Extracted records
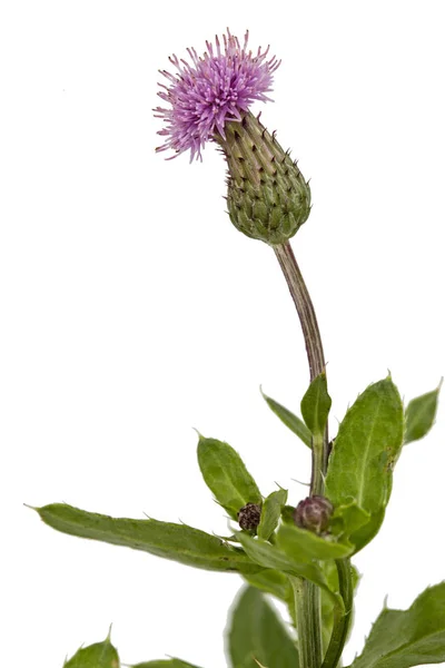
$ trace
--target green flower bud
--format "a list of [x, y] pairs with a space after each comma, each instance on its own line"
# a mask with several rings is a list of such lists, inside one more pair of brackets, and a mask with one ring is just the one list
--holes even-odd
[[315, 494], [300, 501], [294, 512], [297, 527], [322, 533], [329, 527], [334, 507], [326, 497]]
[[238, 512], [238, 523], [245, 531], [254, 531], [261, 519], [261, 508], [257, 503], [246, 503]]
[[228, 164], [228, 213], [237, 229], [276, 246], [295, 235], [310, 213], [310, 189], [297, 164], [249, 111], [216, 140]]

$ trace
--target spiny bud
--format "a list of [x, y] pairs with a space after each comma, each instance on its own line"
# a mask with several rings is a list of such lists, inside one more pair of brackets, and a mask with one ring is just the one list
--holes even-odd
[[230, 220], [248, 237], [284, 244], [310, 213], [309, 185], [297, 164], [250, 111], [215, 139], [228, 164]]
[[322, 533], [327, 530], [333, 511], [334, 507], [326, 497], [315, 494], [298, 503], [294, 511], [294, 521], [301, 529]]
[[246, 503], [238, 512], [238, 523], [241, 529], [253, 531], [261, 519], [261, 508], [257, 503]]

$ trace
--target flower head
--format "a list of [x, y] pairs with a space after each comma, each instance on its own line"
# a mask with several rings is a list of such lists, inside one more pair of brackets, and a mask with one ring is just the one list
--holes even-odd
[[206, 42], [207, 51], [201, 57], [188, 49], [191, 65], [176, 56], [169, 58], [178, 71], [161, 71], [169, 85], [160, 84], [158, 95], [171, 108], [155, 109], [156, 117], [166, 124], [158, 132], [166, 137], [165, 144], [156, 150], [172, 149], [178, 155], [190, 149], [190, 161], [201, 158], [206, 141], [217, 134], [225, 138], [226, 122], [240, 121], [255, 100], [270, 99], [266, 94], [271, 90], [279, 61], [275, 56], [267, 58], [269, 48], [264, 52], [259, 48], [254, 56], [247, 50], [248, 37], [246, 32], [241, 47], [227, 30], [224, 47], [216, 37], [215, 47]]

Exercise prompt = Lay out every line of the records above as a numbered list, skipping blank lines and leaving the pictures out.

Exercise response =
1. $ trace
2. --target green flower bud
3. --format "a list of [x, y] pairs with a space after each comma, each instance on its own line"
4. # a mask with several rings is a list of such lists, inside one more pair of brackets, and a mask with one ring is just the one list
5. --holes even-odd
6. [[315, 494], [300, 501], [294, 512], [297, 527], [322, 533], [329, 527], [334, 507], [326, 497]]
7. [[238, 512], [238, 523], [245, 531], [254, 531], [261, 519], [261, 508], [257, 503], [246, 503]]
8. [[228, 164], [228, 213], [237, 229], [276, 246], [295, 235], [310, 213], [310, 189], [297, 164], [249, 111], [216, 140]]
9. $ trace
10. --target spiny bud
11. --format "a list of [x, y] pairs with a space after each comma, each instance on its own line"
12. # a mask with several rings is a list of such lists, inside one more pair of brackets, and a mask with one ring is just the one list
13. --holes even-odd
14. [[230, 220], [248, 237], [284, 244], [310, 213], [309, 185], [297, 164], [250, 111], [215, 139], [228, 164]]
15. [[322, 533], [327, 530], [333, 511], [334, 507], [326, 497], [315, 494], [298, 503], [294, 511], [294, 521], [301, 529]]
16. [[246, 503], [238, 512], [238, 523], [241, 529], [253, 531], [261, 519], [261, 508], [257, 503]]
17. $ trace
18. --target flower head
19. --format "a list of [x, y] pairs with a space after each comma, each instance on its own line"
20. # a mask with several rings is a list of such lists, inside one more pair of brackets, and a mask with one ring is just the one list
21. --holes even-odd
22. [[206, 42], [207, 51], [201, 57], [188, 49], [191, 65], [176, 56], [169, 58], [178, 71], [161, 71], [169, 85], [160, 84], [158, 95], [171, 108], [155, 109], [156, 117], [166, 124], [158, 132], [166, 137], [165, 144], [156, 150], [172, 149], [178, 155], [190, 149], [190, 161], [201, 158], [206, 141], [217, 134], [225, 138], [226, 122], [240, 121], [255, 100], [270, 99], [266, 94], [271, 90], [279, 61], [275, 56], [267, 58], [269, 48], [264, 52], [259, 48], [254, 56], [247, 50], [248, 37], [246, 32], [241, 47], [227, 30], [224, 47], [216, 37], [215, 47]]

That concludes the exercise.